*练习说明*:
A: 请用两句话概括这段节选。
B: 逐条判断下列说法是否与节选相符，回答“是”或“否”，并引用节选中起决定作用的文字：(i) Mapper用逗号拆分每行数据；(ii) 预期输出分为中国、美国、中国人三组；(iii) 键为“美国”的记录写入名为“USA”的输出。

*文本节选*:

技术库 > 网站架构

Hadoop的MultipleOutputs进行多文件输出

技术库:tec.5lulu.com

有时候,我们使用Hadoop处理数据时,在Reduce阶段,我们可能想对每一个输出的key进行单独输出一个目录或文件,这样方便数据分析,比如根据某个时间段对日志文件进行时间段归类等等。这时候我们就可以使用MultipleOutputs类,来搞定这件事, 
下面,先来看下散仙的测试数据:
  1. 中国;我们  
  2. 美国;他们  
  3. 中国;123  
  4. 中国人;善良  
  5. 美国;USA  
  6. 美国;在北美洲  

输出结果:预期输出结果是: 
中国一组,美国一组,中国人一组 
package com.partition.test;  
  
import java.io.IOException;  
  
import org.apache.hadoop.fs.FileSystem;  
import org.apache.hadoop.fs.Path;  
import org.apache.hadoop.io.LongWritable;  
import org.apache.hadoop.io.Text;  
import org.apache.hadoop.mapred.JobConf;  
import org.apache.hadoop.mapreduce.Job;  
import org.apache.hadoop.mapreduce.Mapper;  
import org.apache.hadoop.mapreduce.Partitioner;  
import org.apache.hadoop.mapreduce.Reducer;  
import org.apache.hadoop.mapreduce.lib.db.DBConfiguration;  
import org.apache.hadoop.mapreduce.lib.db.DBInputFormat;  
import org.apache.hadoop.mapreduce.lib.input.FileInputFormat;  
import org.apache.hadoop.mapreduce.lib.output.FileOutputFormat;  
import org.apache.hadoop.mapreduce.lib.output.MultipleOutputs;  
import org.apache.hadoop.mapreduce.lib.output.TextOutputFormat;  
  
import com.qin.operadb.PersonRecoder;  
import com.qin.operadb.ReadMapDB;  
   
/*** 
 * @author qindongliang 
 *  
 * 大数据技术交流群:324714439 
 * **/  
public class TestMultiOutput {  
      
      
    /** 
     * map任务 
     *  
     * **/  
    public static class PMapper extends Mapper<LongWritable, Text, Text, Text>{  
          
        @Override  
        protected void map(LongWritable key, Text value,Context context)  
                throws IOException, InterruptedException {  
             String ss[]=value.toString().split(";");  
            context.write(new Text(ss[0]), new Text(ss[1]));      
        }  
          
          
    }  
      
   
     public static class PReduce extends Reducer<Text, Text, Text, Text>{  
         /** 
          * 设置多个文件输出 
          * */  
         private MultipleOutputs mos;  
           
         @Override  
        protected void setup(Context context)  
                throws IOException, InterruptedException {  
              mos=new MultipleOutputs(context);//初始化mos  
        }  
         @Override  
        protected void reduce(Text arg0, Iterable<Text> arg1, Context arg2)  
                throws IOException, InterruptedException {  
               
              String key=arg0.toString();  
             for(Text t:arg1){  
                   if(key.equals("中国")){   
                       /** 
                        * 一个参数 
                        * **/  
                       mos.write("china", arg0,t);   
                   } else if(key.equals("美国")){  
                       mos.write("USA", arg0,t);      
                   } else if(key.equals("中国人")){  
                       mos.write("cperson", arg0,t);   
                         
                   }  
           
                 //System.out.println("Reduce:  "+arg0.toString()+"   "+t.toString());  
             }  
                 
               
        }  
           
         @Override  
        protected void cleanup(  
                 Context context)

*原始数据*:
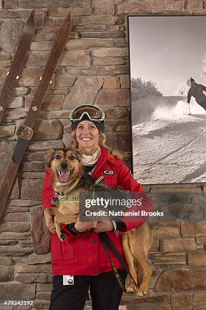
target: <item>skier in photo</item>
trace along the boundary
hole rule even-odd
[[[206,87],[201,84],[197,84],[192,78],[190,78],[190,84],[191,88],[187,93],[187,103],[189,104],[192,96],[196,103],[206,111],[206,96],[203,93],[203,91],[206,92]]]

*参考答案*:
A: 在Hadoop的Reduce阶段，可以用MultipleOutputs类把每个输出的key单独写到一个目录或文件里，方便做数据分析。示例代码中，Mapper按分号拆分每行测试数据；Reducer再根据key是“中国”“美国”还是“中国人”，分别写入“china”“USA”“cperson”三个输出。

B:
(i) 否：“String ss[]=value.toString().split(";");”
(ii) 是：“中国一组,美国一组,中国人一组”
(iii) 是：“mos.write("USA", arg0,t);”